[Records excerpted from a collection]
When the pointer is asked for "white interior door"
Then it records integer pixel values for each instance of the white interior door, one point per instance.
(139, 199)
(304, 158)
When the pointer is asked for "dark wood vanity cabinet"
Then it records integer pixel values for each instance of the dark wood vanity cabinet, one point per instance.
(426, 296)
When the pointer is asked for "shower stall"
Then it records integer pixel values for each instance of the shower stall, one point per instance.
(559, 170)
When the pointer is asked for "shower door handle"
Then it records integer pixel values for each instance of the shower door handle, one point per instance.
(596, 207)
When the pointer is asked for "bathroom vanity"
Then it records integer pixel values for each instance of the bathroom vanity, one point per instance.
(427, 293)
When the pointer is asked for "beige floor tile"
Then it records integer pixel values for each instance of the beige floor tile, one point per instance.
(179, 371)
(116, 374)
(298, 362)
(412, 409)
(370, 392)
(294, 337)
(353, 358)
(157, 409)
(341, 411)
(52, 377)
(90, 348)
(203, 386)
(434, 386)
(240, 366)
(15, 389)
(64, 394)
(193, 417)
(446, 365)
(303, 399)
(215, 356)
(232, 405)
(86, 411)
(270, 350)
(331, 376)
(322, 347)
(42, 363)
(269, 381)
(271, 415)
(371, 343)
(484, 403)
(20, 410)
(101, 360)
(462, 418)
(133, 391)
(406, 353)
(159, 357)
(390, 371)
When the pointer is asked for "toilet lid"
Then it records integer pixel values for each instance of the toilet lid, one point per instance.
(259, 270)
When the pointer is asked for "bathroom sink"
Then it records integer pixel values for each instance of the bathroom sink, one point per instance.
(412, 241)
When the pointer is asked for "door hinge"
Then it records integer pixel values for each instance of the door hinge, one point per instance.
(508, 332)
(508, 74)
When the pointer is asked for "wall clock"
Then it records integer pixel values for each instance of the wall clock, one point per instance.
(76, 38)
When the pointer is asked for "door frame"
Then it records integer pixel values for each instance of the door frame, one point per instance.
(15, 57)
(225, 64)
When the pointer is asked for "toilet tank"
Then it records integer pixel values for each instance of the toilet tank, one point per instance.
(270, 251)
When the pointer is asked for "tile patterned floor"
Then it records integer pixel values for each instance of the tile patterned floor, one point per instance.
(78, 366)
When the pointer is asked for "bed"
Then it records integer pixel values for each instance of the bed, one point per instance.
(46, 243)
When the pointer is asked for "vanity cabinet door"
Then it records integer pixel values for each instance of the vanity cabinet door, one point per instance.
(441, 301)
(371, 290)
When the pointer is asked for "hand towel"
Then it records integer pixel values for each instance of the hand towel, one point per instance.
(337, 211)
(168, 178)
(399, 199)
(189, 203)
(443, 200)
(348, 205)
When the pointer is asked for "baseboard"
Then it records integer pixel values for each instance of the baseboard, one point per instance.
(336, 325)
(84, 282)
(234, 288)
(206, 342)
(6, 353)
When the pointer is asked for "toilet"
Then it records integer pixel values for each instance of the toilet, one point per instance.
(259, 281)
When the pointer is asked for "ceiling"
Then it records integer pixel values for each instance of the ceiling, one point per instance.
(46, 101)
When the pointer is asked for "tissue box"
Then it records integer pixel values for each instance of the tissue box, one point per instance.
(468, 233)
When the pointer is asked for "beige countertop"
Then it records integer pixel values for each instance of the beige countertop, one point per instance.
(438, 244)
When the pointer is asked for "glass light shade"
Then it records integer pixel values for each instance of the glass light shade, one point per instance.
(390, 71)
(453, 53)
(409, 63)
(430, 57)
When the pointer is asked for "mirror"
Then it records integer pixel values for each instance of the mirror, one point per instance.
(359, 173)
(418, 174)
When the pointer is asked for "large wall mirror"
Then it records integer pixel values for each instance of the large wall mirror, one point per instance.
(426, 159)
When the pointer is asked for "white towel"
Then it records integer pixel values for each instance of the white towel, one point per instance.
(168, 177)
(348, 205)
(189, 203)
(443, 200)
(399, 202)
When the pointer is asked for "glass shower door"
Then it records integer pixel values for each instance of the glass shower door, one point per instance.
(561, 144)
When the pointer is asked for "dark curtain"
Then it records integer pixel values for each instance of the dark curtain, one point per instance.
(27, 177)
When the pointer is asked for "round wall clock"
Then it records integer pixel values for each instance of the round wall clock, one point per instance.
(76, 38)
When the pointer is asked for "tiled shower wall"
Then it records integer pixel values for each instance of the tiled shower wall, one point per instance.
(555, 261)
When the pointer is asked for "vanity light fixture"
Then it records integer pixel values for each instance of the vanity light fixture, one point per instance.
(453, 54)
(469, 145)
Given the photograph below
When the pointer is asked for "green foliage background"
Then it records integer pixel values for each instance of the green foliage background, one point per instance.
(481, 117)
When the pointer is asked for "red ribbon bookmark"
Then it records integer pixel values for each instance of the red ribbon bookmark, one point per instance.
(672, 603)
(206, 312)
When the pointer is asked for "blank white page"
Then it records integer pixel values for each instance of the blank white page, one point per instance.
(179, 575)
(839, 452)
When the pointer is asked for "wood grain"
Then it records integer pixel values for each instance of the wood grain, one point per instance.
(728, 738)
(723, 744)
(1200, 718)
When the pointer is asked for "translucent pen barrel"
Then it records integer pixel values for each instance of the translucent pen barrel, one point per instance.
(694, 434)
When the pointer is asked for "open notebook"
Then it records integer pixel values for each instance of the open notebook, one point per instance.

*Task*. Your task is to return the full listing exactly as it was given.

*Final result*.
When the pointer is asked for "white interior door"
Then it records integer pixel values for each instance of the white interior door, one point per instance.
(139, 199)
(304, 158)
When the pointer is asked for "dark wood vanity cabinet"
Then it records integer pixel values for each instance of the dark wood vanity cabinet, one point per instance.
(426, 296)
When the pointer is asked for "shower stall"
Then it records integer pixel values for each instance of the shower stall, one point per instance.
(559, 170)
When the pointer is asked for "shower door handle"
Then it records integer pixel values for each instance of the shower door handle, one point per instance.
(596, 207)
When the pointer is asked for "bathroom vanity"
Then it records integer pixel values for each instance of the bathroom vanity, one point per instance.
(427, 293)
When the pointer is asked for "beige floor tile"
Then it records integer pixel values for each instance of the beige floor tile, one point per instance.
(179, 371)
(116, 374)
(298, 362)
(412, 409)
(370, 392)
(294, 337)
(353, 358)
(157, 409)
(341, 411)
(52, 377)
(90, 348)
(203, 386)
(434, 386)
(240, 366)
(15, 389)
(64, 394)
(193, 417)
(446, 365)
(303, 399)
(215, 356)
(232, 405)
(86, 411)
(270, 350)
(331, 376)
(322, 347)
(42, 363)
(269, 381)
(271, 415)
(371, 343)
(484, 403)
(20, 410)
(101, 360)
(462, 418)
(133, 391)
(406, 353)
(159, 357)
(390, 371)
When the pointer is asked for "toilet lid"
Then it records integer pixel values for each instance of the toilet lid, one point per instance.
(259, 270)
When the pointer is asked for "bathroom sink"
Then it records integer pixel values for each instance of the bathroom sink, one point per instance.
(412, 241)
When the pointer is asked for "door hinge"
Then it records integer pixel values for each instance of the door hinge, one point per instance.
(508, 332)
(508, 74)
When the pointer is asked for "wall clock"
Then it records integer pixel values for each instance of the wall clock, one point per instance.
(76, 38)
When the pointer is asked for "door frame"
Then it records integer pixel values for each instance of the door frame, one point per instance.
(15, 57)
(225, 64)
When the pointer is asked for "toilet tank"
Then it records integer pixel values for each instance of the toilet tank, one point per instance.
(270, 251)
When the pointer is asked for "tile patterned floor"
Then it records integer pixel values for each instance of the tile patterned floor, one point per instance.
(78, 366)
When the pointer is asked for "bed"
Then it records integer pixel values for each instance of the bed, one point per instance.
(46, 243)
When the pointer is asked for "vanity cabinet door"
Then it records integer pixel values for each instance of the vanity cabinet door, one point per instance.
(441, 301)
(371, 290)
When the pointer is asked for "hand towel"
Then it records integer pixel values for each instance of the hand towel, one point per instance.
(337, 211)
(168, 178)
(399, 199)
(189, 203)
(443, 200)
(348, 205)
When the pointer is asked for "baseboard"
Then it records integer pixel values for each instance of the baseboard, one point per instance.
(336, 325)
(84, 282)
(234, 288)
(206, 342)
(6, 353)
When the pointer is asked for "toilet"
Then it records integer pixel values for each instance of the toilet, one point per instance.
(259, 281)
When the pointer is asked for "ceiling"
Then it records integer pixel values for each instance of the ceiling, one point per instance.
(46, 101)
When the pointer is asked for "tissue box"
Then it records integer pixel values for each instance of the tissue box, one point per instance.
(468, 233)
When the pointer is asked for "beige countertop"
Then it records integer pixel values for each instance of the beige countertop, one point per instance.
(438, 244)
When the pointer is asked for "glass light shade"
Then it records integer pixel values for each instance of the glass light shade, one point per instance.
(390, 71)
(453, 53)
(409, 63)
(430, 57)
When the pointer is asked for "mirror"
Then it records integer pixel values for each instance of the mirror, one point per instance.
(359, 173)
(418, 174)
When the pointer is asked for "large wall mirror"
Then it records integer pixel values for each instance of the large wall mirror, one point per instance.
(426, 159)
When the pointer is asked for "white towel"
Then it records integer pixel values for each instance of the white towel, one point per instance.
(168, 177)
(348, 205)
(189, 203)
(443, 200)
(399, 202)
When the pointer is asked for "glass shower door"
Then it records integer pixel values for each instance of the glass shower door, one point per instance.
(561, 144)
When the pointer is asked for "dark curtain"
Then it records integer pixel values for each instance of the dark curtain, one point per instance.
(27, 177)
When the pointer is asked for "round wall clock"
Then it records integer pixel values for each instance of the round wall clock, one point per instance.
(76, 38)
When the pointer is asked for "tiled shower wall"
Then it records integer pixel values for each instance of the tiled shower wall, one point per instance.
(555, 261)
When the pointer is asked for "vanity light fixture"
Then it records integer pixel values for each instance of the vanity light fixture, one point per instance.
(453, 54)
(469, 145)
Given the photograph below
When the pointer is asked for "green foliage background"
Then it records integer pixel values for each instance of the green foliage background, one point per instance.
(481, 117)
When the pointer is asked for "red ribbon bookmark"
Then it records integer pixel values for each instance of the red ribbon bookmark, one point per instance.
(672, 603)
(206, 312)
When the pointer is asked for "blank white page"
Then it records integer pixel values for each instance of the blank white page, one point per instance.
(179, 575)
(839, 452)
When the pointer is asked for "wood grain"
Then it records integer pixel values for each instance of the wood grain, one point per instance.
(728, 738)
(723, 744)
(1200, 718)
When the pointer is asked for "translucent pen barrel"
Then it records integer pixel values for each instance of the translucent pen barrel, one point per instance.
(694, 434)
When the pointer is asked for "open notebook"
Then it records integer pixel values for each instance of the open notebook, one point per instance.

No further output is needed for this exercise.